### WHAT TO WORK ON
Rewrite the lines below as a JSON list of strings, with one string for each line and no blank lines.
**** THE DATA ****
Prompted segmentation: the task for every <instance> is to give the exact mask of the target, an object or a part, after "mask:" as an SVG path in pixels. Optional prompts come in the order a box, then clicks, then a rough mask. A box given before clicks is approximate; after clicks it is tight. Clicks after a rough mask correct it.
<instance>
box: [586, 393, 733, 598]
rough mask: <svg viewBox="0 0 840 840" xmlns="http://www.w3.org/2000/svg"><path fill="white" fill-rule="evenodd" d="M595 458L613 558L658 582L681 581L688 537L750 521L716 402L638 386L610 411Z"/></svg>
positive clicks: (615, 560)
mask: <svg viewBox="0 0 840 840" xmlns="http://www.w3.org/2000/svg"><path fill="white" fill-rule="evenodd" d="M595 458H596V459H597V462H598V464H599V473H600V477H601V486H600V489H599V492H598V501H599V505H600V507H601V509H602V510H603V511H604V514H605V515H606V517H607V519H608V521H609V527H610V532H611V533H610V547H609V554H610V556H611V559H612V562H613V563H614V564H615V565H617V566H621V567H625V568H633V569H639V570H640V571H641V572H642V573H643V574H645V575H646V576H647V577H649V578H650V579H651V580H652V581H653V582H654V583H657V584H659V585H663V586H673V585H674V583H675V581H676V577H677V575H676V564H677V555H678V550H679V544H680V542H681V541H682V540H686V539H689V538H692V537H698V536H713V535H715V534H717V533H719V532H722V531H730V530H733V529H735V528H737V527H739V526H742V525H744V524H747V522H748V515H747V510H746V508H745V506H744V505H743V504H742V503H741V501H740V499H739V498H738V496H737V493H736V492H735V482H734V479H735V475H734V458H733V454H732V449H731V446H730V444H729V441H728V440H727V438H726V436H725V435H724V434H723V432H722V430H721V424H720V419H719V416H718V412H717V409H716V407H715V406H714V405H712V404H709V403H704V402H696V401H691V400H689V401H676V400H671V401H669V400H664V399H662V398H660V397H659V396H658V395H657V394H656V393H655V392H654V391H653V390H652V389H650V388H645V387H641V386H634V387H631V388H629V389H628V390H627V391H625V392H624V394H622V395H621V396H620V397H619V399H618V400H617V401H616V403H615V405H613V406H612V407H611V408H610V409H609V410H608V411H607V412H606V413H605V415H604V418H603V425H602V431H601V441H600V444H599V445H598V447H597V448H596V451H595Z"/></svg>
****
### SOLUTION FOR THIS PROBLEM
[
  "Prompted segmentation: the task for every <instance> is to give the exact mask of the target, an object or a part, after \"mask:\" as an SVG path in pixels. Optional prompts come in the order a box, then clicks, then a rough mask. A box given before clicks is approximate; after clicks it is tight. Clicks after a rough mask correct it.",
  "<instance>",
  "box: [586, 393, 733, 598]",
  "rough mask: <svg viewBox=\"0 0 840 840\" xmlns=\"http://www.w3.org/2000/svg\"><path fill=\"white\" fill-rule=\"evenodd\" d=\"M595 458L613 558L658 582L681 581L688 537L750 521L716 402L638 386L610 411Z\"/></svg>",
  "positive clicks: (615, 560)",
  "mask: <svg viewBox=\"0 0 840 840\" xmlns=\"http://www.w3.org/2000/svg\"><path fill=\"white\" fill-rule=\"evenodd\" d=\"M595 458H596V459H597V462H598V464H599V473H600V477H601V486H600V489H599V492H598V501H599V505H600V507H601V509H602V510H603V511H604V514H605V515H606V517H607V519H608V521H609V527H610V532H611V533H610V547H609V554H610V556H611V559H612V562H613V563H614V564H615V565H617V566H621V567H625V568H633V569H639V570H640V571H641V572H642V573H643V574H645V575H646V576H647V577H649V578H650V579H651V580H652V581H653V582H654V583H657V584H659V585H663V586H673V585H674V583H675V581H676V577H677V575H676V564H677V555H678V550H679V544H680V542H681V541H682V540H686V539H689V538H692V537H698V536H713V535H715V534H717V533H719V532H722V531H730V530H733V529H735V528H737V527H739V526H742V525H744V524H747V522H748V515H747V510H746V508H745V506H744V505H743V504H742V503H741V501H740V499H739V498H738V496H737V493H736V492H735V482H734V479H735V475H734V458H733V454H732V449H731V446H730V444H729V441H728V440H727V438H726V436H725V435H724V434H723V432H722V430H721V424H720V419H719V416H718V412H717V409H716V407H715V406H714V405H712V404H709V403H704V402H696V401H691V400H689V401H676V400H671V401H669V400H664V399H662V398H660V397H659V396H658V395H657V394H656V393H655V392H654V391H653V390H652V389H650V388H645V387H641V386H634V387H631V388H629V389H628V390H627V391H625V392H624V394H622V395H621V396H620V397H619V399H618V400H617V401H616V403H615V405H613V406H612V407H611V408H610V409H609V410H608V411H607V412H606V413H605V415H604V418H603V425H602V431H601V441H600V444H599V445H598V447H597V448H596V451H595Z\"/></svg>"
]